> _TASK BRIEF_: Each entry here needs to be given again exactly.

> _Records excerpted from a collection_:

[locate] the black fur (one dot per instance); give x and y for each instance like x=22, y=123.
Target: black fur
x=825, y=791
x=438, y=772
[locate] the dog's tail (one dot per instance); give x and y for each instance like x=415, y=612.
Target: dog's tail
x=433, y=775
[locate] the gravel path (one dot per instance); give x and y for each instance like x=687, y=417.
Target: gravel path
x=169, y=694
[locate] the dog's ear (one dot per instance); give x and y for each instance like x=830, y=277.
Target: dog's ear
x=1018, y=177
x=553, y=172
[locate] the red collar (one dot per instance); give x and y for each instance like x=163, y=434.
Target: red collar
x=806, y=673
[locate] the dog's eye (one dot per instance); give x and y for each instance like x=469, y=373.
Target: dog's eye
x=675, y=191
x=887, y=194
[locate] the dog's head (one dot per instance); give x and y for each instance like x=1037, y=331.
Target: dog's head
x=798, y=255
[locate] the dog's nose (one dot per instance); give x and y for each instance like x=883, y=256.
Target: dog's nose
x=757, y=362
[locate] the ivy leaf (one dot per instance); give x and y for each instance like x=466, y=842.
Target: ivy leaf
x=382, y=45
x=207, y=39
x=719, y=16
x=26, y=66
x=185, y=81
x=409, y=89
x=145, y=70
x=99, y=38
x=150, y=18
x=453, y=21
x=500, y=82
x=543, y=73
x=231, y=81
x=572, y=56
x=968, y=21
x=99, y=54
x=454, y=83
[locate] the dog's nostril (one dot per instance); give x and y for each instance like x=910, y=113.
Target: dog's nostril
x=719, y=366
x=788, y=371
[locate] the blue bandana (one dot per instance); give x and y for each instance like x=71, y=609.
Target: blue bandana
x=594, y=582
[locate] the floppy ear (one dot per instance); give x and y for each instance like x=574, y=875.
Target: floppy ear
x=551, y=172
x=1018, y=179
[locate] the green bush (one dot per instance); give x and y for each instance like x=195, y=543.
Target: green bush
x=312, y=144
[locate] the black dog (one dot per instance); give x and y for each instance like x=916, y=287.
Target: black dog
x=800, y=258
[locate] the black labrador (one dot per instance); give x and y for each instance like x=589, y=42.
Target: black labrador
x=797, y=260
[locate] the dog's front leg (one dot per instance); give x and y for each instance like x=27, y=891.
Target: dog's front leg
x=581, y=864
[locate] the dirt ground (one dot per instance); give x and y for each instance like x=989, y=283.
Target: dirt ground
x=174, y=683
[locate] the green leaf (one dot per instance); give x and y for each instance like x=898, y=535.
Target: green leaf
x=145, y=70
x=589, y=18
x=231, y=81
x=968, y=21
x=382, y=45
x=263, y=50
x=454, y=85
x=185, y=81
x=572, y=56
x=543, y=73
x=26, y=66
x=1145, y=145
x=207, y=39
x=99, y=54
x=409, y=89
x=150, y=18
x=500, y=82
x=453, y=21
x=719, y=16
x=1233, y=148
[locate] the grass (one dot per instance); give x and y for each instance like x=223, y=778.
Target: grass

> _SOLUTION TO THE EXERCISE_:
[locate] the black fur (one dot per instance); give x and y for each instance like x=22, y=123.
Target: black fur
x=825, y=791
x=438, y=772
[locate] the dog's tail (one dot per instance); give x and y for each instance like x=415, y=612.
Target: dog's tail
x=433, y=775
[locate] the gravel path (one dot per instance); give x and y for each instance like x=687, y=417.
Target: gravel path
x=169, y=694
[locate] the dog's ear (one dot per instance); give x and y for each instance like x=830, y=277.
Target: dog's ear
x=1018, y=177
x=553, y=172
[locate] the red collar (one dot per instance); give x and y for each instance like x=163, y=434.
Target: red collar
x=806, y=673
[locate] the dog's eye (one dot per instance); give x and y for each instance like x=469, y=373.
Target: dog's eye
x=675, y=191
x=887, y=194
[locate] the dog's head (one dot per instance); give x and y for each instance like x=1037, y=331.
Target: dog's head
x=798, y=255
[locate] the dog's nose (one dot per instance); give x and y for each instance like x=883, y=256.
Target: dog's nose
x=757, y=362
[locate] the ivy leaf (one dot per instance); give x and y for each instance like x=466, y=842.
Target: ivy leaf
x=382, y=45
x=207, y=39
x=719, y=16
x=26, y=66
x=185, y=81
x=409, y=89
x=145, y=70
x=99, y=38
x=150, y=18
x=453, y=21
x=500, y=82
x=543, y=73
x=231, y=81
x=572, y=56
x=968, y=21
x=99, y=54
x=454, y=83
[locate] the dog's nostril (one dot per instance); give x and y for each instance like x=910, y=113.
Target: dog's nostril
x=719, y=366
x=788, y=371
[locate] the blue bandana (one dot per instance); give x and y for each instance like x=71, y=609.
Target: blue bandana
x=594, y=582
[locate] the floppy ear (one dot per instance); give x and y for each instance like x=574, y=875.
Target: floppy ear
x=551, y=172
x=1018, y=179
[locate] the green bush (one dot per instance); give x and y for each instance like x=195, y=543.
Target: green bush
x=312, y=144
[locate] the black dog (one dot per instance); give x and y for each instance like x=916, y=287.
Target: black dog
x=800, y=258
[locate] the black labrador (one dot per instance); give x and y for each instance like x=589, y=42.
Target: black labrador
x=797, y=260
[locate] the dog's front leg (one dot per instance); give x and y for each instance like x=27, y=891.
Target: dog's front leg
x=581, y=864
[locate] the dirt ground (one dot per instance); give x and y for each instance like x=989, y=283.
Target: dirt ground
x=174, y=683
[locate] the green leaf (one dot per instance); give x and y for each instance like x=898, y=535.
Target: green leaf
x=145, y=70
x=589, y=18
x=231, y=81
x=968, y=21
x=382, y=45
x=263, y=50
x=454, y=85
x=185, y=81
x=572, y=56
x=543, y=73
x=26, y=66
x=1145, y=145
x=207, y=39
x=99, y=54
x=409, y=89
x=150, y=18
x=500, y=82
x=453, y=21
x=719, y=16
x=1233, y=148
[locate] the grass (one dot per instance); give x and y for each instance like x=223, y=778.
Target: grass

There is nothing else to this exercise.